= Things to do =
1. In the hipster diet article, rewrite the paragraph beginning "Zachary Tucker, a 27-year-old bartender" as a short bulleted list that keeps its main facts.
2. Using the hipster diet article, mark each statement yes or no and quote the exact words that decide it: (a) Tucker works as a bartender. (b) Nutrition experts say eating healthy offsets craft beer and bacon. (c) Tucker drives to work.
3. Resume the hipster diet article right after its last sentence and carry it on.

= Page extract =
:::
The Hypocritical Diet of the Hipster

October 20, 2014 U.S. News and World Report

Hipsters, once a group that only listened to underground music and derided the mainstream, have become a force in the food world – urging others to eat healthy, eat local and treat food with respect.

While many hipsters love to eat healthy, and pride themselves on their diet of organic foods, kombucha and kale, they also love to indulge in calorie-heavy craft beer and bacon. And when it comes to their health, nutrition experts say these two lifestyles definitely don’t offset.

Zachary Tucker, a 27-year-old bartender from Brooklyn, New York, is a self-described hipster who does yoga, shops regularly at the Union Square farmers market and bikes to work. He also brews his own beer and cures his own bacon. “I love to eat,” he says. “I exercise regularly and eat tons of fruits and vegetables, so if I want to have a few pieces of bacon or drink some local beer regularly, I don’t think it’s going to kill me.”
:::
= Dataset content =
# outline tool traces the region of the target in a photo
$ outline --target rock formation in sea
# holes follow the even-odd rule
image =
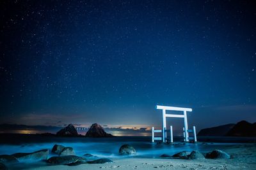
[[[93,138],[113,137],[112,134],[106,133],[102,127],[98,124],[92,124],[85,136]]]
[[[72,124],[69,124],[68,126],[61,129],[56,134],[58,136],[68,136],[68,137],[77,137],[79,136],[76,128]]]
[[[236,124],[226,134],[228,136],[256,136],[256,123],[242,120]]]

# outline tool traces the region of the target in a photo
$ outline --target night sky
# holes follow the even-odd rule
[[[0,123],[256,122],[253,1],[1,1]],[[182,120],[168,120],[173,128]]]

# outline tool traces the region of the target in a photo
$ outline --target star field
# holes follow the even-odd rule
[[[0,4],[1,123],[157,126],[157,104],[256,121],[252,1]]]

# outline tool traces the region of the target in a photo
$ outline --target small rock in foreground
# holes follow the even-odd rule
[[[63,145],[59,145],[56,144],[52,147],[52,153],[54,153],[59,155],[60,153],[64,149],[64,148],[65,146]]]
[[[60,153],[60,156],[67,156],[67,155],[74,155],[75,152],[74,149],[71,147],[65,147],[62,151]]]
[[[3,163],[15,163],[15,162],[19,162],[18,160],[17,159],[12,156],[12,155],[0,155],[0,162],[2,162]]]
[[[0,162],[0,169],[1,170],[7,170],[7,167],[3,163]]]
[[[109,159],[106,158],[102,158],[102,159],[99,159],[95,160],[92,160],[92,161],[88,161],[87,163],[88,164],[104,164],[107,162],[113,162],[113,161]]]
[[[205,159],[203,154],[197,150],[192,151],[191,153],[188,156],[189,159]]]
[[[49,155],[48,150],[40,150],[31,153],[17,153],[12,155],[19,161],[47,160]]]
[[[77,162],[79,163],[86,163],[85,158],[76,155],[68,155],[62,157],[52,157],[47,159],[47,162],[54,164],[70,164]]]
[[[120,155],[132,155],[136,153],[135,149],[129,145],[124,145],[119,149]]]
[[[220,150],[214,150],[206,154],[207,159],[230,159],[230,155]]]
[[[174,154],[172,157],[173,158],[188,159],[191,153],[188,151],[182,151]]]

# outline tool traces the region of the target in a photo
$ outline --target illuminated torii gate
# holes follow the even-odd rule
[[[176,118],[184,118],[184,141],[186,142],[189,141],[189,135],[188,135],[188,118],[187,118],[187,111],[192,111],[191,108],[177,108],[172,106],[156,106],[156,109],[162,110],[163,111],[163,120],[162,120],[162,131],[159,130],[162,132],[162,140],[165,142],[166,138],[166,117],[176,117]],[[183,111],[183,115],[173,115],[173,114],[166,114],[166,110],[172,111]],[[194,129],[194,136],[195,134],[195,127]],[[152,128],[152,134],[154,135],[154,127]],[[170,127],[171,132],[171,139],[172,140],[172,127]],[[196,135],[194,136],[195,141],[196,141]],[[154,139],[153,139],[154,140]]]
:::
= List of answers =
1.
- Zachary Tucker is a 27-year-old bartender from Brooklyn, New York, who calls himself a hipster.
- He does yoga, shops regularly at the Union Square farmers market and bikes to work.
- He brews his own beer and cures his own bacon.
- He says he loves to eat. Because he exercises regularly and eats lots of fruits and vegetables, he doesn't think a few pieces of bacon or some local beer will kill him.

2.
(a) Yes: "a 27-year-old bartender from Brooklyn, New York"
(b) No: "nutrition experts say these two lifestyles definitely don’t offset"
(c) No: "bikes to work"

3.
The Healthy Hipster Habits

Hipsters tend to be conscious about what they put in their bodies and often eat a primarily plant-based diet, which is linked to a reduction in risk for heart disease, diabetes and other health problems, says Kylene Bogden, a registered dietitian with Cleveland Clinic. “The nice thing about this population is that they eat organic and local,” she says. “Their diet usually doesn’t contain many preservatives or processed foods, which is a great way to eat.”

The plant-based diet alone can help counteract other unhealthy habits – like beer consumption, says David Leal?, a nutritionist with the Texas A&M Health Science Center?. “Fruits and vegetables are wonderful for us,” he says. “A lot of people struggle with getting these into our diet regularly. Eating several helpings per day, even if they’re not organic, can help us balance out the other poorer aspects of our diet.”

Plus, hipsters are physically active, often eschewing a car for a bike, Bogden says. “People don’t realize that they walk and bike everywhere,” she says. “There’s a greater calorie deficit when you’re that active, which is why they can go out to eat more often and not gain weight.”

Then There’s the Unhealthy Habits?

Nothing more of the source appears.